What the task asks: Substitute "Label" for every "Target" in all the records below, and give the lines again with nothing else changed.

Records of labeled points:
——————————

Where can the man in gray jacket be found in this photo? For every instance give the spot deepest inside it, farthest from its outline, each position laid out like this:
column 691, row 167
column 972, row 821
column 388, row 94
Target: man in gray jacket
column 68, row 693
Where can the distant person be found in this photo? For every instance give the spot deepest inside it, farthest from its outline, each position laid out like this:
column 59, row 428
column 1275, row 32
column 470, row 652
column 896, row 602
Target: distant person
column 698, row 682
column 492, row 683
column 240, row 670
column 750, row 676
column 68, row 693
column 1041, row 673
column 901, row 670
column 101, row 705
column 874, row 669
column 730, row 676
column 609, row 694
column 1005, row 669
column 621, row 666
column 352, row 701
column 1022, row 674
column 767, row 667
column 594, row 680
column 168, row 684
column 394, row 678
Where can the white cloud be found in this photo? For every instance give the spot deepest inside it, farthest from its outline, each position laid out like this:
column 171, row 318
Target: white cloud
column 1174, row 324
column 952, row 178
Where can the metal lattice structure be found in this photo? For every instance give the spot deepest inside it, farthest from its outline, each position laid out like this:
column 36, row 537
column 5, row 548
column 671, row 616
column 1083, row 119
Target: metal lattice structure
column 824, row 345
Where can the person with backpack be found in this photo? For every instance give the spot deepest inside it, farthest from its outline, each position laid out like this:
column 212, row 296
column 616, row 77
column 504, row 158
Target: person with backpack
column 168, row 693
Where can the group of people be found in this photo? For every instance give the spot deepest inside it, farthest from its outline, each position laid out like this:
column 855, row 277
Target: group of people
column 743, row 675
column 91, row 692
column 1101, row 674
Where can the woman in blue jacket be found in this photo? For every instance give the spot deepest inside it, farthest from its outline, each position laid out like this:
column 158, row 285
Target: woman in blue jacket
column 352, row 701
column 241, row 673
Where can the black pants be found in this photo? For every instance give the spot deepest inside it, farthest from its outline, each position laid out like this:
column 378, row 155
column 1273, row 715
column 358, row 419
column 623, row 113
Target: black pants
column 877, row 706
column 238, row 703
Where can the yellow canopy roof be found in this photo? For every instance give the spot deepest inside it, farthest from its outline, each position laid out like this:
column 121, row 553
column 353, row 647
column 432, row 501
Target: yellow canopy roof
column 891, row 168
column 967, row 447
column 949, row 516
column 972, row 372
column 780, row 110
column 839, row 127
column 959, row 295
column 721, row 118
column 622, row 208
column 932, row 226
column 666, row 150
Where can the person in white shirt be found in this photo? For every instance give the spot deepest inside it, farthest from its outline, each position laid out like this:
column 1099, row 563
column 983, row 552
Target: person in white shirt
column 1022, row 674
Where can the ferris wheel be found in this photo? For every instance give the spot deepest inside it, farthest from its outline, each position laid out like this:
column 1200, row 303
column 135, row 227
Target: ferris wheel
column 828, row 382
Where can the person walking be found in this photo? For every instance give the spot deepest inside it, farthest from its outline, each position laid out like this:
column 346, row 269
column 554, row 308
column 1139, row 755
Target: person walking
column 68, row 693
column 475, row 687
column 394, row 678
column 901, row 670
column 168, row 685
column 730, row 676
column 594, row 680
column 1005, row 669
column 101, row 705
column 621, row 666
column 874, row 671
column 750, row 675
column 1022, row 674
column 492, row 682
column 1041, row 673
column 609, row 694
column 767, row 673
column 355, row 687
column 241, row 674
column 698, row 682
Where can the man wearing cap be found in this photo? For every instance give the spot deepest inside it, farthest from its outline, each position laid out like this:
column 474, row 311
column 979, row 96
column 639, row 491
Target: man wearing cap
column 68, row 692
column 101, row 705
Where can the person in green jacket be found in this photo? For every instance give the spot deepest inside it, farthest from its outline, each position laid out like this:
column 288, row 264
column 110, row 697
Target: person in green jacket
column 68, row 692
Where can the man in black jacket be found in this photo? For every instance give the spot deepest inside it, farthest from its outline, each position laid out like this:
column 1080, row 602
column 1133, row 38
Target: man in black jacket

——————————

Solution to this problem:
Where can the man in gray jacket be found in this photo? For every instance give the spot deepest inside it, farthest from its outline, each position laid out like this:
column 691, row 167
column 972, row 821
column 388, row 94
Label: man in gray jacket
column 68, row 693
Where can the distant person be found in this photo? For every instance give the spot deepest inside it, farthest from its outline, each position laid out like this:
column 59, row 428
column 1275, row 32
column 470, row 652
column 896, row 602
Label: distant person
column 698, row 682
column 492, row 683
column 240, row 670
column 750, row 676
column 68, row 693
column 1041, row 673
column 901, row 670
column 101, row 705
column 874, row 669
column 730, row 676
column 609, row 694
column 1005, row 669
column 621, row 666
column 352, row 701
column 1022, row 674
column 767, row 667
column 594, row 680
column 168, row 684
column 394, row 678
Where can the white cloud be found in this photo? For every instance give the spot deepest inside it, farthest from its outline, each position laid out like this:
column 171, row 318
Label: white cloud
column 1174, row 324
column 952, row 178
Where can the metal lattice structure be found in this photo? For every instance give the spot deepest inside it, farthest from its outline, each position laid out like this:
column 36, row 537
column 5, row 548
column 671, row 616
column 1083, row 119
Label: metal lattice structure
column 824, row 345
Where can the person with backpack be found in this photo? For every instance give the spot deepest inside it, farthest from its outline, each position laid out like this:
column 212, row 296
column 616, row 77
column 504, row 158
Label: person with backpack
column 168, row 693
Where can the group of people be found in this photo? For every instance give the spot deepest inside it, farthest from its outline, each position laid out like this:
column 855, row 277
Label: group of people
column 743, row 675
column 91, row 692
column 1101, row 674
Where can the woman in blue jacket be found in this photo? For every instance give the spot deepest inside it, farthest from its outline, each position laid out like this:
column 158, row 285
Label: woman in blue jacket
column 352, row 701
column 241, row 673
Where can the black pants be found in this photo? For every instance give the spot deepest inside it, farthest from its outline, each position laid out like this:
column 378, row 155
column 1273, row 715
column 358, row 419
column 623, row 113
Label: black pants
column 877, row 706
column 238, row 703
Where can the yellow canopy roof be found in this photo? For every instance give the spot deepest inside it, farthest from its outline, each position laid out like this:
column 121, row 553
column 353, row 647
column 432, row 501
Label: yellow canopy roof
column 891, row 168
column 967, row 447
column 949, row 516
column 972, row 372
column 780, row 110
column 839, row 127
column 959, row 295
column 721, row 118
column 622, row 208
column 932, row 226
column 666, row 150
Where can the person in white shirt be found in this photo? For every instance give the spot deepest inside it, farthest from its outline, each position laid out like this:
column 1099, row 563
column 983, row 552
Label: person in white shirt
column 1022, row 674
Where can the ferris wheel be found in this photo? For every instance give the spot deepest inside it, farthest from its outline, each position laid out like this:
column 1200, row 303
column 135, row 227
Label: ferris wheel
column 828, row 382
Where can the person walking be found in this photo? For every instance give the spot deepest inside it, farthest from its outline, each position laid out like this:
column 346, row 269
column 554, row 308
column 1139, row 755
Label: person walking
column 68, row 693
column 475, row 687
column 394, row 678
column 901, row 670
column 168, row 685
column 730, row 676
column 594, row 680
column 1005, row 669
column 101, row 705
column 621, row 666
column 874, row 671
column 750, row 675
column 1022, row 674
column 492, row 682
column 1041, row 673
column 609, row 694
column 767, row 673
column 355, row 687
column 241, row 674
column 698, row 682
Where can the man wearing cap be found in this photo? For every instance give the spot deepest inside it, farthest from its outline, each position laid out like this:
column 474, row 311
column 979, row 96
column 639, row 491
Label: man wearing cap
column 68, row 692
column 101, row 705
Where can the person in green jacket be found in this photo? For every instance give the spot deepest inside it, farthest from its outline, each position laid out like this:
column 288, row 264
column 110, row 697
Label: person in green jacket
column 68, row 692
Where can the man in black jacket be found in this photo? For every instance give the spot deepest inside it, farthest from its outline, each position laid out like this:
column 1080, row 602
column 1133, row 38
Label: man in black jacket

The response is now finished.